# Written exercise:
Count the lines below that contain the word "field" and give only that number.

# Records for this exercise:
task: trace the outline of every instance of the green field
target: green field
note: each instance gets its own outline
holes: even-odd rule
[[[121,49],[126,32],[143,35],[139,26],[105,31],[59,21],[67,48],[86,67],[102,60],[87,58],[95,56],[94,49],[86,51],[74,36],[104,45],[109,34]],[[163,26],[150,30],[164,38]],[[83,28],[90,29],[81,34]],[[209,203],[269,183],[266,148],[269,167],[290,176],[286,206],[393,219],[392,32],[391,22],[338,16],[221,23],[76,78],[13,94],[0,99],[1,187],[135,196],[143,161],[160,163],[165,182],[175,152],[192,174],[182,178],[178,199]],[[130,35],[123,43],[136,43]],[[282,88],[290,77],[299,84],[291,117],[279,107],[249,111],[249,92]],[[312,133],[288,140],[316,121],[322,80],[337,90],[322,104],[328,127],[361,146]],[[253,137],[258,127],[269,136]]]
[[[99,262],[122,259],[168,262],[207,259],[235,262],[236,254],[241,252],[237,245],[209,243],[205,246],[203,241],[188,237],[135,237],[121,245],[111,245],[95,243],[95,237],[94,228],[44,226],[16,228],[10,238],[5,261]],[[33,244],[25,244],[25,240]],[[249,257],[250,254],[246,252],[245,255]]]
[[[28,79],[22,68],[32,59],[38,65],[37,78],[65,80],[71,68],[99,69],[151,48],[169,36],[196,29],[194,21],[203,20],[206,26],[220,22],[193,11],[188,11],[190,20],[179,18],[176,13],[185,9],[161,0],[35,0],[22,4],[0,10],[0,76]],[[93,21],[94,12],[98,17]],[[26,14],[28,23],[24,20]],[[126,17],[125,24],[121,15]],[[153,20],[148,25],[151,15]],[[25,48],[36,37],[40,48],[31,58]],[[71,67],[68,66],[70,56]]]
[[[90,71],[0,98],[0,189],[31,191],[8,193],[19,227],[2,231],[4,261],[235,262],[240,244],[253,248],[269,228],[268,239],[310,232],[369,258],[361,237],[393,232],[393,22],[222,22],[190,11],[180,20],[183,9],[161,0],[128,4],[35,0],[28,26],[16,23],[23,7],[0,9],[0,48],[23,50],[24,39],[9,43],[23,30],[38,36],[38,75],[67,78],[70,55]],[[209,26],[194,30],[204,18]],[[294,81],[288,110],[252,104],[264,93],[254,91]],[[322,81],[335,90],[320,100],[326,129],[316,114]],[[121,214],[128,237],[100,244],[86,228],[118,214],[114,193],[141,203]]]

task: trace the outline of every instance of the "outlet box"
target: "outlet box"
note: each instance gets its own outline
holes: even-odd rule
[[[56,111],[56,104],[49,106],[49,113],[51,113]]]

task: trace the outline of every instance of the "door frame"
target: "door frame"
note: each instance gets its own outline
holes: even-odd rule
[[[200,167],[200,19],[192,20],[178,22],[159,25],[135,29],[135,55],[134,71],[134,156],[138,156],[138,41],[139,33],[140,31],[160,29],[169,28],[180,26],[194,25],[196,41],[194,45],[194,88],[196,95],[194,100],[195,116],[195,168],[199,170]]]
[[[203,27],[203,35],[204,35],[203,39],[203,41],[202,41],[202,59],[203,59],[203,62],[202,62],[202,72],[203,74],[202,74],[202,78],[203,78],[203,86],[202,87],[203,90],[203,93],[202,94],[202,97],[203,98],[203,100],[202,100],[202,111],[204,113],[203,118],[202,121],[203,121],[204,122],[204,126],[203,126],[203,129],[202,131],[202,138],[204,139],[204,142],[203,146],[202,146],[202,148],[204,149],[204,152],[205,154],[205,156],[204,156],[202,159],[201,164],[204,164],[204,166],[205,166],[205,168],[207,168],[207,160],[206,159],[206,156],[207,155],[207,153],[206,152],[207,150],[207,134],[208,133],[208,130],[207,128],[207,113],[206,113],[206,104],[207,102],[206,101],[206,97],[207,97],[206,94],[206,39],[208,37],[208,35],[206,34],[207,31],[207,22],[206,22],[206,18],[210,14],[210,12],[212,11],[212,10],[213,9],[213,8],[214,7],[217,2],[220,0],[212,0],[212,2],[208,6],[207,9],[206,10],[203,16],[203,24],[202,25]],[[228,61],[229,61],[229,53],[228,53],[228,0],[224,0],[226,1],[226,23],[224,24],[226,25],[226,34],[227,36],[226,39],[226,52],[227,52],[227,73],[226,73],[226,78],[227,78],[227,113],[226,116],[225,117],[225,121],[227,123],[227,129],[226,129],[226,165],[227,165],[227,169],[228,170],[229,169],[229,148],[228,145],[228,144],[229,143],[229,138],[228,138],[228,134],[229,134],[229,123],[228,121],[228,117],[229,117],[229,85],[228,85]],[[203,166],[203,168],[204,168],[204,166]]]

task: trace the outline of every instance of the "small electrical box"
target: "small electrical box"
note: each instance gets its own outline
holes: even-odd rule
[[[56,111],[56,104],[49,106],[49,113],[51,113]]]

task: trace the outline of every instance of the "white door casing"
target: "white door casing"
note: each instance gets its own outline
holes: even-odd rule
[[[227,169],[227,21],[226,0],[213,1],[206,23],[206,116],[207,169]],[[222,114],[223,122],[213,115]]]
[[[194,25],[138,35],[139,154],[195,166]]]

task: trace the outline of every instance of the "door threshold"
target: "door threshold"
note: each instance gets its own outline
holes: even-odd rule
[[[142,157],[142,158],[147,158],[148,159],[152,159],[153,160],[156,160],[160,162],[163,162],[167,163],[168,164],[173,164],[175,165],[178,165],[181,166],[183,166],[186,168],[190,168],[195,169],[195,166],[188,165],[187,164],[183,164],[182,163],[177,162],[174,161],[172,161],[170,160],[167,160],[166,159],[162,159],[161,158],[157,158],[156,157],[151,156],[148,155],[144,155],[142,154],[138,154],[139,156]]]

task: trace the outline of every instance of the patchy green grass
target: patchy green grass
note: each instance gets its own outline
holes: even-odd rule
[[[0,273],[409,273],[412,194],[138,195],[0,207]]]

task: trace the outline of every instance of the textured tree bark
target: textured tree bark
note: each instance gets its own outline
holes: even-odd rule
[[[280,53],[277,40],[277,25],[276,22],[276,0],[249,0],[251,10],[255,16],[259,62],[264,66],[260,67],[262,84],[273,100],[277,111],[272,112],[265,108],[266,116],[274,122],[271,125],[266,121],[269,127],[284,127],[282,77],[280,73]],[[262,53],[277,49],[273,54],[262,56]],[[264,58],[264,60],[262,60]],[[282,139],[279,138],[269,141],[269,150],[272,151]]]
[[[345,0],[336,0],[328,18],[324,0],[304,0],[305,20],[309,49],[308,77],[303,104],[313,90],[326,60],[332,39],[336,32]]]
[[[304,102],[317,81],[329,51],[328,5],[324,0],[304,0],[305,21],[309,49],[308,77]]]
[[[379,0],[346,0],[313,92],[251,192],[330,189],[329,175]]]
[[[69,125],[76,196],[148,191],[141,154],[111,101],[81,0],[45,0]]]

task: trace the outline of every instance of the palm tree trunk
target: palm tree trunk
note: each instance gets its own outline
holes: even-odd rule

# Completed exercise:
2